(Data provided Opens)

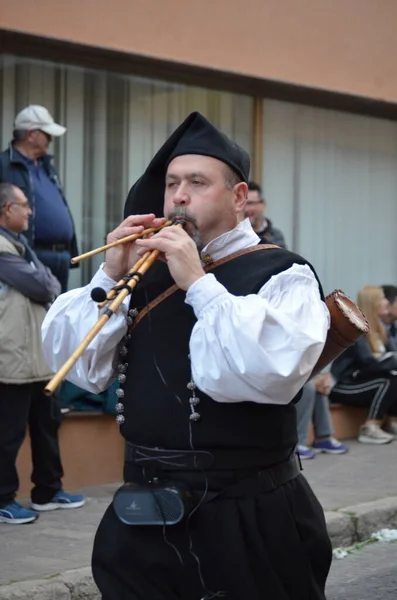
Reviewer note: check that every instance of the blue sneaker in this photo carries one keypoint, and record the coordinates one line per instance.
(61, 500)
(330, 446)
(305, 453)
(15, 514)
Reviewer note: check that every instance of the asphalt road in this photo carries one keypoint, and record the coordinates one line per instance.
(368, 574)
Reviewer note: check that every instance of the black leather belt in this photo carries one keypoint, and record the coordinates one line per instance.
(53, 247)
(189, 460)
(265, 481)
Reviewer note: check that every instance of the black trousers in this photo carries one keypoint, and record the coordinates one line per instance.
(21, 406)
(379, 394)
(272, 545)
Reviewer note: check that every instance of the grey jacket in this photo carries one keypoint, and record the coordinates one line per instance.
(26, 289)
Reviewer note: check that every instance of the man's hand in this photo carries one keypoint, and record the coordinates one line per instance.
(322, 383)
(123, 257)
(180, 253)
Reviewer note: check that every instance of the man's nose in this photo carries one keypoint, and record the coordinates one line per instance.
(181, 196)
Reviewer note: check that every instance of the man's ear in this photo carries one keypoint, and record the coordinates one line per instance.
(240, 191)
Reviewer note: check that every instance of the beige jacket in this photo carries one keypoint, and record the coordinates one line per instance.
(21, 356)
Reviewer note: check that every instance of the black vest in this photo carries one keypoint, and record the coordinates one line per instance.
(156, 400)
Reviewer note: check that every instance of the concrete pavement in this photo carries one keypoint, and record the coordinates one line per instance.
(358, 492)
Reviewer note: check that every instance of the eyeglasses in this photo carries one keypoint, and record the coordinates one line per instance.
(21, 204)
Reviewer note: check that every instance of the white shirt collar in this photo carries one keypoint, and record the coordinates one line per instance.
(239, 238)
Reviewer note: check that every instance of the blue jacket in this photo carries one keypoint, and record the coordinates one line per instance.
(13, 170)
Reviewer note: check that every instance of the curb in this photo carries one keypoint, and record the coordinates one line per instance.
(346, 526)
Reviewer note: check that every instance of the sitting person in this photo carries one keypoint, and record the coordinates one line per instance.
(314, 407)
(366, 373)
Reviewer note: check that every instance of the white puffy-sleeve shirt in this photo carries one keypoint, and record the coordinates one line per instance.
(258, 348)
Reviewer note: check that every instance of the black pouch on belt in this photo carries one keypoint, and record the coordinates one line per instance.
(156, 503)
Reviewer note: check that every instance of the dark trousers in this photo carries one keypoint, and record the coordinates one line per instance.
(58, 262)
(379, 394)
(21, 406)
(268, 546)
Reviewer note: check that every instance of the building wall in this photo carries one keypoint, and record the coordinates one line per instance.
(339, 45)
(115, 125)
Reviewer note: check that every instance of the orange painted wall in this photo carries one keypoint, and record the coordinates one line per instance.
(339, 45)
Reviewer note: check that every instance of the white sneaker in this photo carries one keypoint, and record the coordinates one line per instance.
(391, 427)
(373, 434)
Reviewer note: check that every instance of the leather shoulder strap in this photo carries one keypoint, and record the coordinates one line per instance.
(174, 288)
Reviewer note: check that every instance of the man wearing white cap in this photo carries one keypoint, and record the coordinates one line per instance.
(27, 165)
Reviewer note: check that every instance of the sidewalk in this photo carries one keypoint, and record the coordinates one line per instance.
(358, 492)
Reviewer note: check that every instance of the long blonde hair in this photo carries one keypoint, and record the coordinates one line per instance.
(369, 299)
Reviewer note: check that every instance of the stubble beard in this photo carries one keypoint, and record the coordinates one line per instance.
(193, 232)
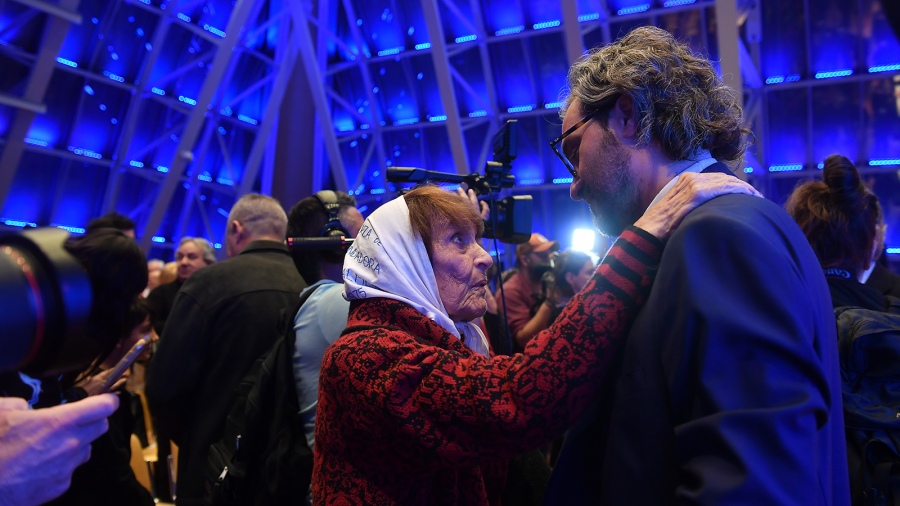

(Data provided Closes)

| Work item |
An exact reprint of the records above is required, with all pictures left out.

| Solution for this problem |
Reviewer note: check that every instance of the blue sneaker in this photo carries one keypoint, and record the coordinates one line per instance.
(61, 500)
(330, 446)
(305, 453)
(15, 514)
Reviewer note: check that every instance of the asphalt road in this photo carries one keypoint, and record the coordinates one line per instance.
(368, 574)
Reviewer note: check that every instance of the black leather belt in this photo carries one keypoint, and record the coordinates one line per instance.
(53, 247)
(189, 460)
(265, 481)
Reviewer note: check that every instance of the black trousers in this photo carries one keypoint, and record the coordinates one line per instance.
(21, 406)
(379, 394)
(272, 545)
Reviewer note: check that every instance of the grey jacket in this photo carries one keypoint, and record the coordinates one line per instance.
(26, 289)
Reviewer note: check that every instance of the man's hand in this photo carries one keypoint, and record the coordinates one line per instance.
(322, 383)
(123, 257)
(180, 253)
Reviewer note: check that every instance of the man's nose in this photo carries one keypoint, and record the coordinates one line per instance.
(181, 196)
Reviewer note: check that every instance of the man's ear in this photo carries one keypoint, and record the coordinates one line per instance.
(240, 191)
Reviewer note: check that every instance of the beige jacket in this photo carries one keypoint, and record the coordinates one line per instance.
(21, 356)
Reviewer note: check that every instance of the black vest in this photo carries one keypoint, and record the coordinates one line per instance.
(156, 400)
Reviewer note: check that every instance of the concrete pavement in this photo carries one keypoint, and record the coordinates one line per instance.
(358, 492)
Reviewer note: check that every instance of the eyeglasses in this photo carries one keypoint, and record the coordinates one line per instance.
(21, 204)
Reviewer note: check that every instance of the white shirt collar in this photo carries one keypoint, and record the coordinates one line per instance.
(239, 238)
Reviewer note: check that every instance of the blue jacket in this photo carries one keypoint, and record the coordinates one line per instance.
(13, 170)
Reviewer note: check that every instance of the curb in this photo carries one keypoint, and record the coordinates one line per instance.
(346, 526)
Reviewer note: check that every instance of the sitting person in this photo carries one keypoint, and record the coordinates one line per instance.
(314, 407)
(366, 373)
Reviewer note: check that every instance of the white puffy-sleeve shirt in this photo carries one keypoint, and record the coordinates one line per instance.
(258, 348)
Reviewer note: check that every instance of the black pouch on belt in this photo carries one keypoint, and record the coordinates one line per instance.
(156, 503)
Reviewer note: check that every instance of the dark trousers in this photo carries one keypoint, and record the coordinates one line per instance.
(58, 262)
(379, 394)
(21, 406)
(268, 546)
Reviewer note: check that every instance of the building wall in this photo carries one keypoint, and record the coordinates one line per instance.
(339, 45)
(115, 125)
Reviewer note: check that every instance of the orange painted wall in this photo carries one keypoint, and record the coordinates one line per instance.
(339, 45)
Reviewer note: check that every instance of the white sneaker in this photo carries one keypoint, and record the coordinates one line per instance.
(391, 427)
(373, 434)
Reviewer note: check that every instance of the leather shoulder strap in this photo carries one keypoint, and record the coordinates one line per instance.
(174, 288)
Reviewer note: check that every instance of the man wearing white cap in this photo carries one keypoint, and record the coordinates one line per instance.
(27, 165)
Reviewer note: check that every instance of the sidewalk in this photo carries one keypoint, and record the coordinates one line per instance.
(358, 492)
Reviewer note: check that every instance of the long blonde hair in this photo carries one keypoint, and record the coordinates one line per instance.
(369, 299)
Reviewer note: check that every instance of the stubble beard in this photo carries one keypoint, and record the coordinates one line per instance.
(193, 232)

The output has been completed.